> _WHAT IS EXPECTED_: Show every line in the data below that contains the string "grilled", copying each such line whole. Matching is case-sensitive.

--- Start GIVEN INFORMATION ---

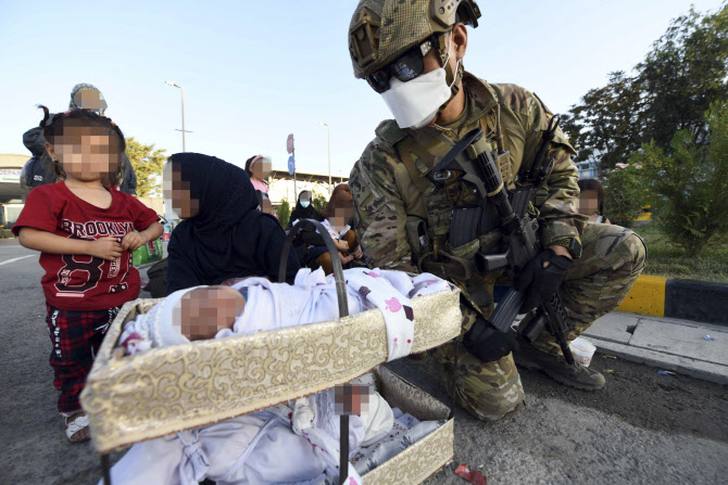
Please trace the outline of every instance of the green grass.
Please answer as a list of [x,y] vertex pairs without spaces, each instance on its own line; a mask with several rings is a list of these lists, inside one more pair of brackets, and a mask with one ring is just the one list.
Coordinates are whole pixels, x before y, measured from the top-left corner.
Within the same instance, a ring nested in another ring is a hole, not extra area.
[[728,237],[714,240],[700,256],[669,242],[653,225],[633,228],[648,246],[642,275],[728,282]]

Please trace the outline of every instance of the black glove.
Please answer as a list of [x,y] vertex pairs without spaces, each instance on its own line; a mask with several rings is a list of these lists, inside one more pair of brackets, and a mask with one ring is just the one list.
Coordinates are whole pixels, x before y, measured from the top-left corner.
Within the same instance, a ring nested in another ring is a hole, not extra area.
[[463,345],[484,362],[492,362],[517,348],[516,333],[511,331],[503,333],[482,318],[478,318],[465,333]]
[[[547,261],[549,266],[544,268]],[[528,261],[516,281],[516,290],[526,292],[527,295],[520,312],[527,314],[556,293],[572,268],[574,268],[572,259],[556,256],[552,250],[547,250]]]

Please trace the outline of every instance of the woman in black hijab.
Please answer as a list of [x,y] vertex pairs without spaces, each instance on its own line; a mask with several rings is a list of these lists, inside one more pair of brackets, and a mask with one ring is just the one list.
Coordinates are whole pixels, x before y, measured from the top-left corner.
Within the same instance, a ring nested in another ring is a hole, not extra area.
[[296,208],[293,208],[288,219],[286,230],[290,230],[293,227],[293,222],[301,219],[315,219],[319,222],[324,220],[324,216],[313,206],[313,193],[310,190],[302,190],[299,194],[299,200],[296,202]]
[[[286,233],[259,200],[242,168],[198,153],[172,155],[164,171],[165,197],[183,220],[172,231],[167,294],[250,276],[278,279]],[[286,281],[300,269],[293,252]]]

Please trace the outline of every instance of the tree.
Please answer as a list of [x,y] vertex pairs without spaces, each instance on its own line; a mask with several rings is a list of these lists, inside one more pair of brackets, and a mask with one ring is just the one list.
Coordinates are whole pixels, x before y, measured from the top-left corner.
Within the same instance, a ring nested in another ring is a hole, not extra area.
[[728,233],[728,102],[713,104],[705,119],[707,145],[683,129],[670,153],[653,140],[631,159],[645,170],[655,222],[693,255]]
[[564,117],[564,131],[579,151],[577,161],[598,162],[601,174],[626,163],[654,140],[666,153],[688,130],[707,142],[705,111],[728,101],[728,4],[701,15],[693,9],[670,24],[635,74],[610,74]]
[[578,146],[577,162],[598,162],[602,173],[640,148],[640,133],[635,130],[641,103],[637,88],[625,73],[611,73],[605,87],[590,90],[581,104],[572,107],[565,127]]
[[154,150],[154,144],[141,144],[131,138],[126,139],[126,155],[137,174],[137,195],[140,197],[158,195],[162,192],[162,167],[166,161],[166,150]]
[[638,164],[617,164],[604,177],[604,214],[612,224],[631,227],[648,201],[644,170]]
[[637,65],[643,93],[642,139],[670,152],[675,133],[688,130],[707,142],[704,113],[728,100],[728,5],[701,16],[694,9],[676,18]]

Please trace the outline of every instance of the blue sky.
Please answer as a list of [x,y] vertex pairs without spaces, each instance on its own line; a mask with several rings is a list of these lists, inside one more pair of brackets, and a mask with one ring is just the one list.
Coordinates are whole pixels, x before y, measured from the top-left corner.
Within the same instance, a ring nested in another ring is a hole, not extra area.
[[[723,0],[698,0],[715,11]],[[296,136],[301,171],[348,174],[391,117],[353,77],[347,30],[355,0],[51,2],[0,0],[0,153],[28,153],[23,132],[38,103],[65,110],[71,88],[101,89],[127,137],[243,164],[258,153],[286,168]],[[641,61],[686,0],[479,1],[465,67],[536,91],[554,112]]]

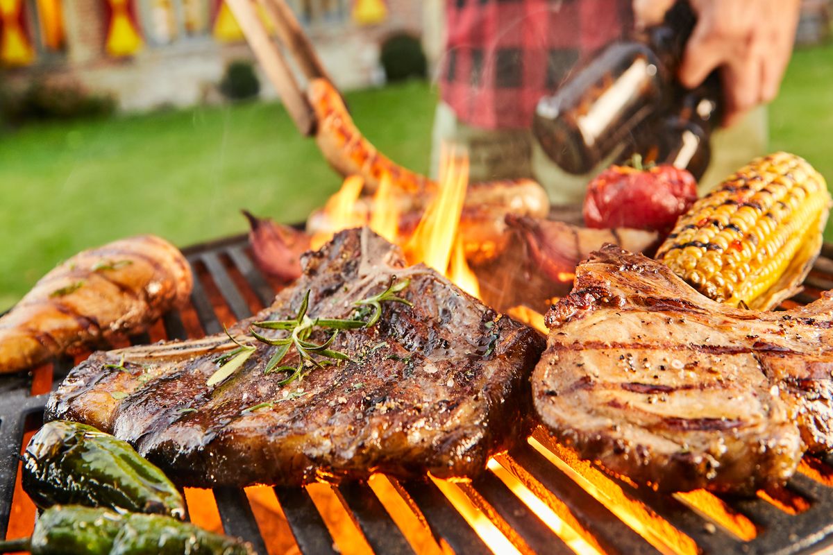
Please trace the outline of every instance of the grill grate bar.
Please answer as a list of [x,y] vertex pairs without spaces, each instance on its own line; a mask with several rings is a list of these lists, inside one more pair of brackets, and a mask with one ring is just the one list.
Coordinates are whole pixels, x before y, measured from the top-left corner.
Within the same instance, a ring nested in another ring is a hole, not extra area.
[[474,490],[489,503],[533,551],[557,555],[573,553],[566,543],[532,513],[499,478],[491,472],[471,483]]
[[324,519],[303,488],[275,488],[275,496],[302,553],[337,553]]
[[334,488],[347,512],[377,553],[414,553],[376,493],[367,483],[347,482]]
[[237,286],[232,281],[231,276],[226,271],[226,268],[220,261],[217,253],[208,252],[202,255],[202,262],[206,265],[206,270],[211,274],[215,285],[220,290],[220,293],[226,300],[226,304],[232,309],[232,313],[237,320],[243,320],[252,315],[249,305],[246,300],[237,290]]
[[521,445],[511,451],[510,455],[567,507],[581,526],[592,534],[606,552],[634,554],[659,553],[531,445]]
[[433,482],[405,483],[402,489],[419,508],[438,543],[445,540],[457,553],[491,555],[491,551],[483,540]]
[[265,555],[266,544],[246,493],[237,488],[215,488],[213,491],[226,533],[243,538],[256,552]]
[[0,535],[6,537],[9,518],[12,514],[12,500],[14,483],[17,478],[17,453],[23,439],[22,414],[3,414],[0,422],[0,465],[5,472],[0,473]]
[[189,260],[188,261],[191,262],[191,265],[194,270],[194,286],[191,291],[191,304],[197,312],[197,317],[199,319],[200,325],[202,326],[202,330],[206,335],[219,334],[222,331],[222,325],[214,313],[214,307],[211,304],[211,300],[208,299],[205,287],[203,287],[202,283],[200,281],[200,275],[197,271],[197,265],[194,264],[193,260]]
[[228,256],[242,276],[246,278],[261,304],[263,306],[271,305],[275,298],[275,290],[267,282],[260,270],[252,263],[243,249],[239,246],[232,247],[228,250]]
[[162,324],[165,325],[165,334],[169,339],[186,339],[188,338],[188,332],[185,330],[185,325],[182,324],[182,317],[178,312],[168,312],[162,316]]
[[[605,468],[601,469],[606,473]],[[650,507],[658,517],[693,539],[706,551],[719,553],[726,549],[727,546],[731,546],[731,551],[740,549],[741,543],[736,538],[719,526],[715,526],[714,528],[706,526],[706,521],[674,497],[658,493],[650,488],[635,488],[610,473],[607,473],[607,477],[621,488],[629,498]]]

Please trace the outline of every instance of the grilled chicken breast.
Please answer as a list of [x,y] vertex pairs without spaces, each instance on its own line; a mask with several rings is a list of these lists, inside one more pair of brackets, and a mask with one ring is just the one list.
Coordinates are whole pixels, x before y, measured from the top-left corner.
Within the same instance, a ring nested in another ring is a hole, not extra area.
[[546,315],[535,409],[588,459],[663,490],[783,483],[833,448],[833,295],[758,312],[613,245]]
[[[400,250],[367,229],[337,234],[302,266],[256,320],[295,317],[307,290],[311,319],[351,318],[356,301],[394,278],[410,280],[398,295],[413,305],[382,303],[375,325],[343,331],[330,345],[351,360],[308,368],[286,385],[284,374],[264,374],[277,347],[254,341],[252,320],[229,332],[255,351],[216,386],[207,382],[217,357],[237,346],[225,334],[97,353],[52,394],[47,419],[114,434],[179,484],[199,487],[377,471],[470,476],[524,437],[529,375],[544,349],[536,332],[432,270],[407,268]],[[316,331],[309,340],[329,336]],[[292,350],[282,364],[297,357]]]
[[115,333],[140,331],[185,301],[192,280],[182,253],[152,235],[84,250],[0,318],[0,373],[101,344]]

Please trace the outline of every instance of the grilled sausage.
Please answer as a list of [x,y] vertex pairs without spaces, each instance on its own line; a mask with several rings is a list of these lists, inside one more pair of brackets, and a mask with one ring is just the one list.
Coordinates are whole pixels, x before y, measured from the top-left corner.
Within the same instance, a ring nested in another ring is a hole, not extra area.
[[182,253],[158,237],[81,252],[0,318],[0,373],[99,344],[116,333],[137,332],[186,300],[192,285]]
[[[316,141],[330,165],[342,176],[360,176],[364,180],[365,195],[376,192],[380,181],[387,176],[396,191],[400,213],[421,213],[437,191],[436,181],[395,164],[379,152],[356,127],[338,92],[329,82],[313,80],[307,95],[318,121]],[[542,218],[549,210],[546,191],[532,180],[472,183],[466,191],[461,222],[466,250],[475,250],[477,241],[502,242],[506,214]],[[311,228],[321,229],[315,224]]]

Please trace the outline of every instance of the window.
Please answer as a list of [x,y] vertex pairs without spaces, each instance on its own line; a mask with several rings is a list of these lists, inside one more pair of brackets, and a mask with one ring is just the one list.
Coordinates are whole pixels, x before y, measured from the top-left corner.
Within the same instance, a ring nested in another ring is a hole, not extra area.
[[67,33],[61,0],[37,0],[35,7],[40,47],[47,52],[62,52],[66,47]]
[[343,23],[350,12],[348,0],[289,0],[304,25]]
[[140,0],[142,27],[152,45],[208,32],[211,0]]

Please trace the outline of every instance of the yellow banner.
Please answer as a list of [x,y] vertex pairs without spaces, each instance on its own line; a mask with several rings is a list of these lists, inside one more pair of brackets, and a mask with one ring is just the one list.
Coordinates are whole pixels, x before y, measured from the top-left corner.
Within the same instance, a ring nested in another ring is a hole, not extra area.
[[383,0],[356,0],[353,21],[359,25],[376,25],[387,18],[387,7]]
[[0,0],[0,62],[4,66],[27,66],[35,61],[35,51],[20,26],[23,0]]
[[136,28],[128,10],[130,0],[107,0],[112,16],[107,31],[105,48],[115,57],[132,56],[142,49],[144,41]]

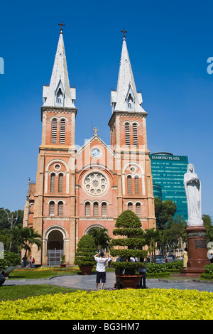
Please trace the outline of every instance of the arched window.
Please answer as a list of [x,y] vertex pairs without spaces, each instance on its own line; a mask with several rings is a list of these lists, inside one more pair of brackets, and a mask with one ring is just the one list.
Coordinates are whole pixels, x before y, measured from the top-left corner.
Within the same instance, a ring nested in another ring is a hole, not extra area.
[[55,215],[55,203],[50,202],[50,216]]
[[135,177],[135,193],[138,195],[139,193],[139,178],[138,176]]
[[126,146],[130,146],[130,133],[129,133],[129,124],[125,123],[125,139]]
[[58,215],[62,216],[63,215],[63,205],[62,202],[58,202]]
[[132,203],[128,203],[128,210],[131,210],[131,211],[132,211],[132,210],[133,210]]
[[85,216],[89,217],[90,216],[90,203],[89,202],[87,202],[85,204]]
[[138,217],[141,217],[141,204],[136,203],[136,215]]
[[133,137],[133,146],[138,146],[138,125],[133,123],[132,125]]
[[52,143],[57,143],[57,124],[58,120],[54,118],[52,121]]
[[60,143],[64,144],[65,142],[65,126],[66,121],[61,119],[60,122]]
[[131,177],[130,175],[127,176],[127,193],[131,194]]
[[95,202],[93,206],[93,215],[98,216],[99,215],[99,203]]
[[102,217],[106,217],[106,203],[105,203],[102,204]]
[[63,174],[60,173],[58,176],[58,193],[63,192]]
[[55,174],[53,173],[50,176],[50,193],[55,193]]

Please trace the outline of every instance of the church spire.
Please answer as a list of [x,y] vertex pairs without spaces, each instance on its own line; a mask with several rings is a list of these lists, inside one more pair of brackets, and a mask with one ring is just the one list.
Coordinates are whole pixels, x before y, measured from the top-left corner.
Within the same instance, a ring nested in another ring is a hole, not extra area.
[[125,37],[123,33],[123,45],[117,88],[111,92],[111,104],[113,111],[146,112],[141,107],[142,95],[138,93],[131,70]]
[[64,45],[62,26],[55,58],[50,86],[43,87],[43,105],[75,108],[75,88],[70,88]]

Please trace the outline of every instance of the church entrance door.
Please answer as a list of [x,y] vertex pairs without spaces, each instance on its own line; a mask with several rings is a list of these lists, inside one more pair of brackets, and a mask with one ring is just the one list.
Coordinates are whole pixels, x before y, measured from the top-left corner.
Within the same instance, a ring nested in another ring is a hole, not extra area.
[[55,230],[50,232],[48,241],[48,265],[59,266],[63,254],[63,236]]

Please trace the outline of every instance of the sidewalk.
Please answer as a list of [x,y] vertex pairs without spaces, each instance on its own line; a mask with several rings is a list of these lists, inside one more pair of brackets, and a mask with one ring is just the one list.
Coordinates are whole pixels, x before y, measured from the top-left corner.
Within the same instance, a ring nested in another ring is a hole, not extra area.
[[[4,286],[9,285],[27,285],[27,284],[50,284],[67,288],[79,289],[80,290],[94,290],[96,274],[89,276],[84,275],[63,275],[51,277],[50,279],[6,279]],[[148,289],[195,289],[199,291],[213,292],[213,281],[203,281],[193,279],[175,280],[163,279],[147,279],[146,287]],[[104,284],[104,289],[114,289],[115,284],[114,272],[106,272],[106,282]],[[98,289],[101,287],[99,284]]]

--- End GIVEN INFORMATION ---

> _OUTPUT OF THE TASK_:
Please trace the outline of every instance of the grilled chicken breast.
Please trace the outline of every instance of the grilled sausage.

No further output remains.